## Given problem A
Translate this sentence from the bookstore text into Spanish: "I had no back-up plan."

## Excerpted text
There was only one problem. I was just a typical upper-middle class white girl from an elite college, just a hair away from being a virgin, with an over-involved Jewish mother who wanted the precise location of my coordinates at least once a day. So I lied. I had heard about Shakespeare and Co. from a friend who had traveled to Paris a year earlier and hung out at this storied bookstore that she said housed cool artsy kids. I had tried to email the store to find out if I could live there for the summer but of course, this was before his daughter Sylvia had returned from London to help her dad run the store, and George probably didn’t even know that his store had a website. But I bought a ticket to Paris for the summer anyway and I just hoped that this benevolent bookseller I had vaguely heard of would take me in.
I told my parents and everyone else I was accepted in to a “writer’s-in-residence” program after submitting my fiction work to this well-established renown writer’s institution. I showed up in Paris alone, with no cell phone, very little money, no laptop, not knowing anyone, clutching a paper with the address of a bookstore. I had no back-up plan. If I couldn’t stay there, I didn’t know where I would live let alone what I would do for the next few months. I got off the Metro station and walked to the store, with butterflies in my stomach. I walked up to the guy at the till, proclaimed that I was a writer and asked if there was room for me to stay at the shop.
As it turned out, George was in London for another week and so although Patrick who was in charge of the shop said there was a bed I could have for now, I was expected to write a biography of myself in the time I had till he returned. Upon his return, he would read our bios and if they were satisfactory, he might allow us to stay. In the meantime, I was introduced to the sundry group of wanderers who spent most of their time reading on the benches in front of the shop. I fell into the most fabulous and dirty group of hipster ex-pat gypsies I could have ever hoped to find. There was Jonathan the fiddler who made his living from busking, Ted, the Australian painter whose portrait of me, in front of the store, now hangs in my home, Vereen, the Indian vegan who taught me how to hop the turnstile to get onto the Metro, Xander, the Brit who spent most of his time lying on the ground next to a girl of the week reading poetry, and Pehter, the Slav, who introduced me to Absinthe by telling me to open my mouth and pouring it straight down my throat. We all shared the responsibilities of opening the store, setting up the book displays, and signed up for shifts to work the till. I had never worked a register before and loved that I was expected to spend most of my shift reading. The first thing I read was A Moveable Feast, naturally. But I was also introduced into the world of Anais Nin, Lawrence Durrell, and Jacques Prévert. Rumors about George were plentiful– people talked of him throwing all his guests out on a whim, of his many relationships with the pretty girls that frequented the shop, the divorce from his much younger ex-wife, and his friendships with the famous writers we all worshipped.

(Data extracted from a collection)

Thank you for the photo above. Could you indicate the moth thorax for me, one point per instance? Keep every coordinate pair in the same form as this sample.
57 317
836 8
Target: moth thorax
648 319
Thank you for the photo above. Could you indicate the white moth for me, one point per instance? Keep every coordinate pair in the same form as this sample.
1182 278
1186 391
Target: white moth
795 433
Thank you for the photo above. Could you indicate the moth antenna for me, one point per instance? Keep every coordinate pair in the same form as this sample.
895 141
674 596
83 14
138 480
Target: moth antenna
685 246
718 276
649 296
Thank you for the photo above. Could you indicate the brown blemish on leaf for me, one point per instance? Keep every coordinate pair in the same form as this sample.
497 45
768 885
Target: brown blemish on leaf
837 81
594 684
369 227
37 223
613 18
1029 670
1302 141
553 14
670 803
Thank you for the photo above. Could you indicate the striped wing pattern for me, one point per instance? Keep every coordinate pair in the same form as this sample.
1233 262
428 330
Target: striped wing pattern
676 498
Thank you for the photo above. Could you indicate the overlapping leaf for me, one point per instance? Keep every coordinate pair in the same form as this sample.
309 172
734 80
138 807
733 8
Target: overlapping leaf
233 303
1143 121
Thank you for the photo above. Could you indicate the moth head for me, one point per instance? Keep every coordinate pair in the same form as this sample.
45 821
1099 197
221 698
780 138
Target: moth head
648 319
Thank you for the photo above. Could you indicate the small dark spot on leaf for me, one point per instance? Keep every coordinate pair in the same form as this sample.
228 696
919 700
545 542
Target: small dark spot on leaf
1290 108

## Given problem B
Write out all rows from the one containing "the moth head" down to the last row, requests included, adding 81 to every coordinate in the answers.

## Written solution A
No tenía un plan de respaldo.

## Written solution B
Thank you for the photo above. Could you indicate the moth head for me, one point per instance? Keep every coordinate pair in the same form as this sample.
45 821
1099 197
221 698
780 138
Target: moth head
729 400
Thank you for the photo above. Could you indicate the small dark spot on leaf for me, one point per instance? Keep every coordinate pair in the same form as this sample.
228 696
919 700
545 542
Target: small dark spot on leaf
1371 189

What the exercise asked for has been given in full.